Segmentation mask data
..........

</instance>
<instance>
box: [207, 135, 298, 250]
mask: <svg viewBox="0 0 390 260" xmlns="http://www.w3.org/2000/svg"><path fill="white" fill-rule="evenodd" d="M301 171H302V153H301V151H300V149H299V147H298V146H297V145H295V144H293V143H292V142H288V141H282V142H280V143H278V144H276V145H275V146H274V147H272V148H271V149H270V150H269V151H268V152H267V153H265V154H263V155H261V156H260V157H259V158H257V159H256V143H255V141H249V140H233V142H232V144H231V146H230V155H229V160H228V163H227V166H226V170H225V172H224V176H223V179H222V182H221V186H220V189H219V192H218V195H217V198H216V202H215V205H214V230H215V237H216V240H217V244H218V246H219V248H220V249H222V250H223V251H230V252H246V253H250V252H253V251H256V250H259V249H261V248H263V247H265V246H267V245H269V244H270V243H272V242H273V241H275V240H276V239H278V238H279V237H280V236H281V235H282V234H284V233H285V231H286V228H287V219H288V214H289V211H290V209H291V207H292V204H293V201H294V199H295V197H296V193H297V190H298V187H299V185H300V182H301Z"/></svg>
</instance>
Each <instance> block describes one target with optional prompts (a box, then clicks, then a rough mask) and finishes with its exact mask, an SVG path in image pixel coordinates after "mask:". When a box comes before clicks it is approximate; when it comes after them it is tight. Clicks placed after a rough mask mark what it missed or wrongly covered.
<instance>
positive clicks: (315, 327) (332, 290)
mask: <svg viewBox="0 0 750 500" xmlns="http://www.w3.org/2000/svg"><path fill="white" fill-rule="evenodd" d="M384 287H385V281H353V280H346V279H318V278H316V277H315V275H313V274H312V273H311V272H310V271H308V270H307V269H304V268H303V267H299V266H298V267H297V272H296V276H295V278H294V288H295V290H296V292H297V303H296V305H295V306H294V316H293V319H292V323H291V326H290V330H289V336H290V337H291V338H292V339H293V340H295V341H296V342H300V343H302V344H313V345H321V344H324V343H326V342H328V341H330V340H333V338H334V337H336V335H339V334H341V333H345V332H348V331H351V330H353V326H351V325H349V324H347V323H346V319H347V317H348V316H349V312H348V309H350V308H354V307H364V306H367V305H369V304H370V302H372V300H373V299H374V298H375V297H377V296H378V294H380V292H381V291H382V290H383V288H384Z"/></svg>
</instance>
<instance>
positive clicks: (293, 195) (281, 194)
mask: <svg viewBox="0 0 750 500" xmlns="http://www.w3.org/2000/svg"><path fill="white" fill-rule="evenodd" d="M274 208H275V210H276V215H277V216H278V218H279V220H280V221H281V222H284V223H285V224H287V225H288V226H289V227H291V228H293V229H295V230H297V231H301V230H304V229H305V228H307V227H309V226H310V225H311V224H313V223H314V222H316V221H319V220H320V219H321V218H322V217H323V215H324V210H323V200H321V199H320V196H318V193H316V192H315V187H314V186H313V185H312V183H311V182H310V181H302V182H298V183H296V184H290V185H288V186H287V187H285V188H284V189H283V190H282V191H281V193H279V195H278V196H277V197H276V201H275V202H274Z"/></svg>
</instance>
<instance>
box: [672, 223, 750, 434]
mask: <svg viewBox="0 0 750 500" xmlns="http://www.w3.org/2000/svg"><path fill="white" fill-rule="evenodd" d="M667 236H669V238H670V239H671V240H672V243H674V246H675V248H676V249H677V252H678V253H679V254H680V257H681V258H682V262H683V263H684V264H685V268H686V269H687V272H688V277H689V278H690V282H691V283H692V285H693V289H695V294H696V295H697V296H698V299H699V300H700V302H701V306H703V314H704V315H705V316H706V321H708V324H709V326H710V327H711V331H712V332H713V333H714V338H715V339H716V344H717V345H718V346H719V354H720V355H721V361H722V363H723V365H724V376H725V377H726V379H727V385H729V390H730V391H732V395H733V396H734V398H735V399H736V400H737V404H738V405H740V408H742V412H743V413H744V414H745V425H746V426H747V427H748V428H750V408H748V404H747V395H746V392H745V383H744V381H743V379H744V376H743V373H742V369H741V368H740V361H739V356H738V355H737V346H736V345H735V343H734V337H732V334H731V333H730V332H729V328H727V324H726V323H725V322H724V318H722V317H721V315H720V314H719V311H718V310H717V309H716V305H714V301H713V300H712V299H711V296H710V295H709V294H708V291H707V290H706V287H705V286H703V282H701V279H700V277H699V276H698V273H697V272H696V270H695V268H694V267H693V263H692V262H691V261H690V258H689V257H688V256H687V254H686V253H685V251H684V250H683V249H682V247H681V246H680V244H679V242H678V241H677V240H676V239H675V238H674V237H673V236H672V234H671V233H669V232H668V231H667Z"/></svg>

..........

TASK REQUIREMENTS:
Gather every line of the records above that contains the word "clicks" and copy each one out in full.

THE COMPLETED TASK:
Each <instance> block describes one target with optional prompts (a box, then clicks, then a rough mask) and finishes with its exact mask, an SVG path in image pixel coordinates after "mask:". When a box comes before clicks it is approximate; when it comes after them it is tight. Clicks placed after a rough mask mark what it missed or wrongly covered.
positive clicks: (315, 327) (332, 290)
positive clicks: (293, 195) (281, 194)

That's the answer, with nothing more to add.